■ **Source extract**
==================================================

Is it just me, becoming more attenuated to noticing random testaments to our fallen, or are there more of these memorials outside of cemeteries sprouting about the Southern Californian wastelands?
I can’t tell.
Were they always as prevalent as they seem to be now? Did I simply not notice them before my descanso filters grew in intensity? To be honest, I’m thinking for whatever reason, folks are more inclined these days to mark a tangible honorarium beyond standard funerary customs. If I’m right, and that’s a big ‘if,’ what’s prompted the increase in need?
I don’t think folks are dying anymore often than in days of future past. Is it a cascade effect, in that the more people see extraneous testaments about their communities and their travels, the more they’re likely to do it themselves when they incur a personal loss? We monkey-brains do so love to emulate each other, and surely that copycat impulse is more fervent when it concerns the death of someone we love.
I don’t know.
Case in point. Earlier this week, I’m walking beachfront, mindin’ my business, definitely not searching for any writing prompts or existential quandaries, and bang boom blammo kapow, there’s a lovely surfcat style shrine at my feet, outta the blue, all by its lonesome. It had a central stone adorned with a custom plaque and metal butterflies, and a couple of accompanying painted stones, all honoring one Tanyia Bognar. The plaque paraphrased a stanza from the song Drops of Jupiter, originated by the band Train, perhaps more famously covered by a certain phenomenon titled Taylor Swift:
“I hope you get the chance to dance along the light of day and head back towards the Milky Way.”

==================================================

■ **Recorded data**
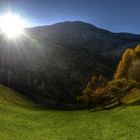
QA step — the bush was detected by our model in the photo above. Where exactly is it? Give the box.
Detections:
[80,79,140,108]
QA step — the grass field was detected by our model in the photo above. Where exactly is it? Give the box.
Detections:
[0,86,140,140]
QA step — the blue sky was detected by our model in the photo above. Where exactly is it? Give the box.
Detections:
[0,0,140,34]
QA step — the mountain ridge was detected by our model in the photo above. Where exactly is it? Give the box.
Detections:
[0,22,140,105]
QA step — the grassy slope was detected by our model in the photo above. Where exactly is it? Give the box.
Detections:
[0,86,140,140]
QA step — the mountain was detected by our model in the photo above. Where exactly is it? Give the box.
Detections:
[0,21,140,106]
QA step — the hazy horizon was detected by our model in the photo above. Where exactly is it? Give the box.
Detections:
[0,0,140,34]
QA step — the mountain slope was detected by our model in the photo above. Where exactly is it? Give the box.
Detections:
[0,85,34,108]
[0,21,140,106]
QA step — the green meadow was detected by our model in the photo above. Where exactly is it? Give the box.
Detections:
[0,86,140,140]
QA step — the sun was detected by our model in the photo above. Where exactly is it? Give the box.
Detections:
[0,13,25,39]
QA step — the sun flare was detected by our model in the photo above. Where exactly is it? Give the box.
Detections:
[0,13,25,39]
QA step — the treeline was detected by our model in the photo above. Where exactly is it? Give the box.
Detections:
[78,45,140,108]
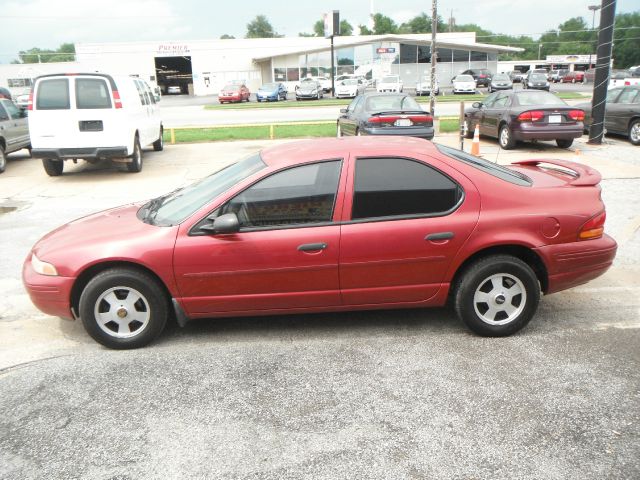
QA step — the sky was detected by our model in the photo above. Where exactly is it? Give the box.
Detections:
[0,0,640,63]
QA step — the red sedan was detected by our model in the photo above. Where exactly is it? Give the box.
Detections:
[218,83,251,103]
[23,137,617,348]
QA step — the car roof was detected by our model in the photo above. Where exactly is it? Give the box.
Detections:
[260,136,438,168]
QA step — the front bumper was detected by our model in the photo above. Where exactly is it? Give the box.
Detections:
[31,147,129,160]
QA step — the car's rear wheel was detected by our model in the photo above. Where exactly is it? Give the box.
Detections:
[629,118,640,145]
[42,158,64,177]
[454,255,540,337]
[79,268,169,349]
[127,135,142,173]
[498,124,516,150]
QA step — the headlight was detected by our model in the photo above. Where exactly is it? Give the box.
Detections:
[31,253,58,277]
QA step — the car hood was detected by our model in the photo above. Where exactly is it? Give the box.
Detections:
[33,203,178,276]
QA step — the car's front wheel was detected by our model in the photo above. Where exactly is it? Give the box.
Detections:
[454,255,540,337]
[79,268,169,349]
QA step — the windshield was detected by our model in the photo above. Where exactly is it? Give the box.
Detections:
[138,153,266,226]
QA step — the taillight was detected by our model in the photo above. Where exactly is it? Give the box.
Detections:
[569,110,584,122]
[518,110,544,122]
[578,211,607,240]
[112,90,122,108]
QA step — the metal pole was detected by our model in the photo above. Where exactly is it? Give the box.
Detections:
[429,0,438,116]
[588,0,616,145]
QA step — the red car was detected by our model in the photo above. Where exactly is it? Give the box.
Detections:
[560,72,584,83]
[218,83,251,103]
[23,137,617,348]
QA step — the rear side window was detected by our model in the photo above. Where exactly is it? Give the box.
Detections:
[76,78,111,109]
[36,78,69,110]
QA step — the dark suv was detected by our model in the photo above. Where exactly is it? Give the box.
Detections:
[460,68,492,87]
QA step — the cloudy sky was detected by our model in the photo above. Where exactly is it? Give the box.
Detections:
[0,0,640,63]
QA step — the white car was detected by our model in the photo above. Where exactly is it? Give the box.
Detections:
[376,75,402,93]
[28,73,164,176]
[335,78,367,98]
[452,75,476,94]
[416,75,440,96]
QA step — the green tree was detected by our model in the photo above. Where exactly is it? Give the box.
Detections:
[244,15,282,38]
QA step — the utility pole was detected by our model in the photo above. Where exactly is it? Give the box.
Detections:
[429,0,438,116]
[588,0,616,145]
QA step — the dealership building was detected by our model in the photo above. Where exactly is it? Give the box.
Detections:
[0,32,522,95]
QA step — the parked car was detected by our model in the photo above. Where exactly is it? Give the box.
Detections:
[561,71,584,83]
[336,78,367,98]
[376,75,403,93]
[22,137,617,349]
[256,82,288,102]
[452,75,476,94]
[489,73,513,93]
[460,68,492,87]
[464,90,584,150]
[28,73,164,176]
[337,92,434,140]
[522,73,551,92]
[218,83,251,104]
[416,75,440,96]
[576,85,640,145]
[296,78,324,100]
[0,98,31,173]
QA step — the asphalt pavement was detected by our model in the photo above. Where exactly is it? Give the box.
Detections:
[0,136,640,480]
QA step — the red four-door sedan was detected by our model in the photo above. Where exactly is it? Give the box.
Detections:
[23,137,616,348]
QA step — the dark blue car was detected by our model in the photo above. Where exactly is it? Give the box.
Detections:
[256,82,287,102]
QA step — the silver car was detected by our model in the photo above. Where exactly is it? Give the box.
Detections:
[0,98,31,173]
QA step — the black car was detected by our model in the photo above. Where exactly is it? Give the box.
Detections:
[460,68,492,87]
[337,93,434,140]
[576,85,640,145]
[464,90,584,150]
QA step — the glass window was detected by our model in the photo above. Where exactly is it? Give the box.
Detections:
[36,78,69,110]
[351,158,462,220]
[218,160,341,228]
[76,78,111,109]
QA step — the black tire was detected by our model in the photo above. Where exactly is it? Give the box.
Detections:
[629,118,640,145]
[153,125,164,152]
[127,135,142,173]
[0,145,7,173]
[453,255,540,337]
[79,268,169,350]
[556,138,573,148]
[42,158,64,177]
[498,124,516,150]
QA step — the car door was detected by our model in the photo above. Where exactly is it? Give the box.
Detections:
[340,157,479,305]
[174,160,344,316]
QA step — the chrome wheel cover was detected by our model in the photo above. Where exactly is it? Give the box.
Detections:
[473,273,527,325]
[93,287,151,338]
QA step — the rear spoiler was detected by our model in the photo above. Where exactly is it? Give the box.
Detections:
[513,159,602,187]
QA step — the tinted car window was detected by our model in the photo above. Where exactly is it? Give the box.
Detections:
[36,78,69,110]
[76,78,111,109]
[219,160,341,228]
[351,158,462,220]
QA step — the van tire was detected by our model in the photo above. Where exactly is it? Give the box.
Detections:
[153,125,164,152]
[42,158,64,177]
[127,135,142,173]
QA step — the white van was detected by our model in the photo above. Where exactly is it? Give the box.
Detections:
[27,73,164,176]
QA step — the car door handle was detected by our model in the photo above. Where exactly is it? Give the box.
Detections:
[298,243,327,252]
[424,232,454,242]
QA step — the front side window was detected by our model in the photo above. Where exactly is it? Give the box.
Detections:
[351,158,463,220]
[218,160,341,228]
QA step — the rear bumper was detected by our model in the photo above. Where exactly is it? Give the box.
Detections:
[536,235,618,294]
[31,147,129,160]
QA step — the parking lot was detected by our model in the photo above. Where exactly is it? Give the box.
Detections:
[0,131,640,479]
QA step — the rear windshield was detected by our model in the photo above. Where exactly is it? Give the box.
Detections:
[76,78,111,109]
[36,78,69,110]
[435,143,533,187]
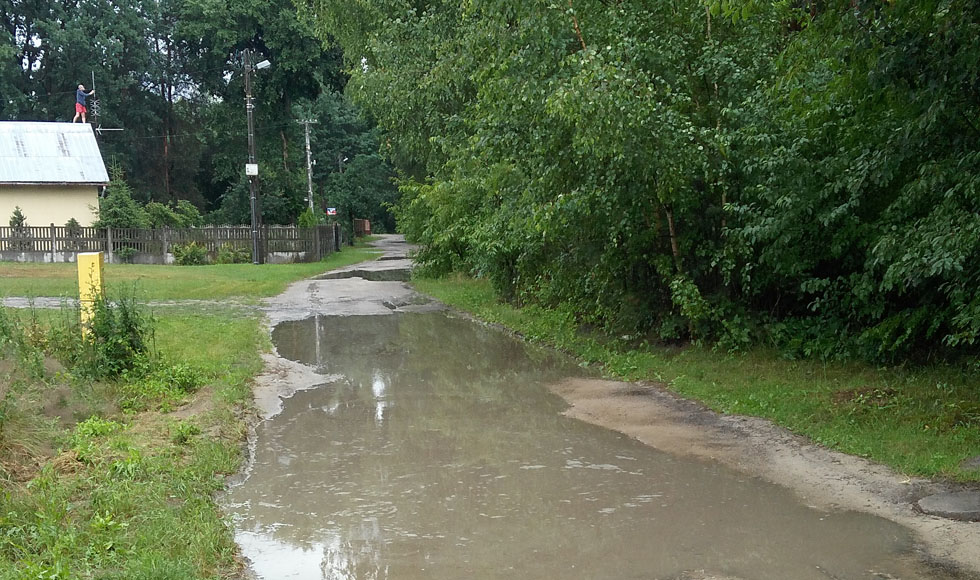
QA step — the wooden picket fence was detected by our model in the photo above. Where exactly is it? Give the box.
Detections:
[0,224,344,264]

==================================================

■ **Parts of the exercise**
**1.** Reproduce the part of the memorials essay above, everything from "I don’t think" down to "someone we love.", word for word.
**2.** Answer these questions using the memorials essay above:
(a) Which region's wastelands does the opening question mention?
(b) What was the central stone of the beachfront shrine adorned with?
(c) Which band originated the song that the plaque paraphrased?

■ **Responses to the exercise**
**1.**
I don’t think folks are dying anymore often than in days of future past. Is it a cascade effect, in that the more people see extraneous testaments about their communities and their travels, the more they’re likely to do it themselves when they incur a personal loss? We monkey-brains do so love to emulate each other, and surely that copycat impulse is more fervent when it concerns the death of someone we love.

**2.**
(a) Southern California
(b) A custom plaque and metal butterflies
(c) Train